The records —
== == ==
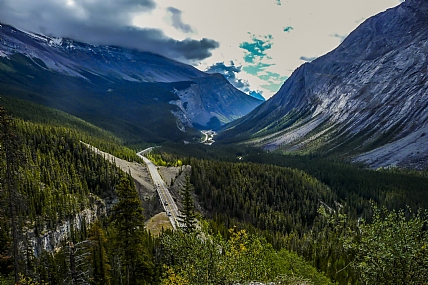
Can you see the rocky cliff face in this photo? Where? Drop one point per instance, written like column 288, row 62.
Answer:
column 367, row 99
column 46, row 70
== == ==
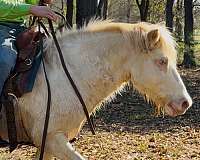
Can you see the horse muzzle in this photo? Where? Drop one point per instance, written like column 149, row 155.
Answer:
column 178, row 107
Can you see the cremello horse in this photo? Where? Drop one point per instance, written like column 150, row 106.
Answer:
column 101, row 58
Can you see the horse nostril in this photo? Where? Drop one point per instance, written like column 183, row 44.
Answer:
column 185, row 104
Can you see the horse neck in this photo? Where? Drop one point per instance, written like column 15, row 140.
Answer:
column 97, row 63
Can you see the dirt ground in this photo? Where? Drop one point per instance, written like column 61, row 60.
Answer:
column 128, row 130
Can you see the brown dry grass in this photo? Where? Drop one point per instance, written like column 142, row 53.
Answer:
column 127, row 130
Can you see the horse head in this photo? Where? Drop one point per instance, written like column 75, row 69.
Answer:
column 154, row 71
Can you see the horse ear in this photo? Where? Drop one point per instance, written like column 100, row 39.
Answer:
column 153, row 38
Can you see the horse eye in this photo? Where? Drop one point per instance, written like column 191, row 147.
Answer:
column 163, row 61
== == ==
Stated exercise — Reproduce verbatim the lines of the listing between the line holding "Can you see the horse head" and the line holding "column 163, row 61", inclusive.

Task response —
Can you see the horse head in this photo? Where? Drop one point per instance, written like column 75, row 69.
Answer:
column 154, row 71
Can you see the horse ear in this photo? Where? Drop one point per instance, written like column 100, row 39.
Answer:
column 153, row 38
Can you see the horse eye in this photo? Where? Drop one point per instance, written like column 191, row 147.
Answer:
column 163, row 61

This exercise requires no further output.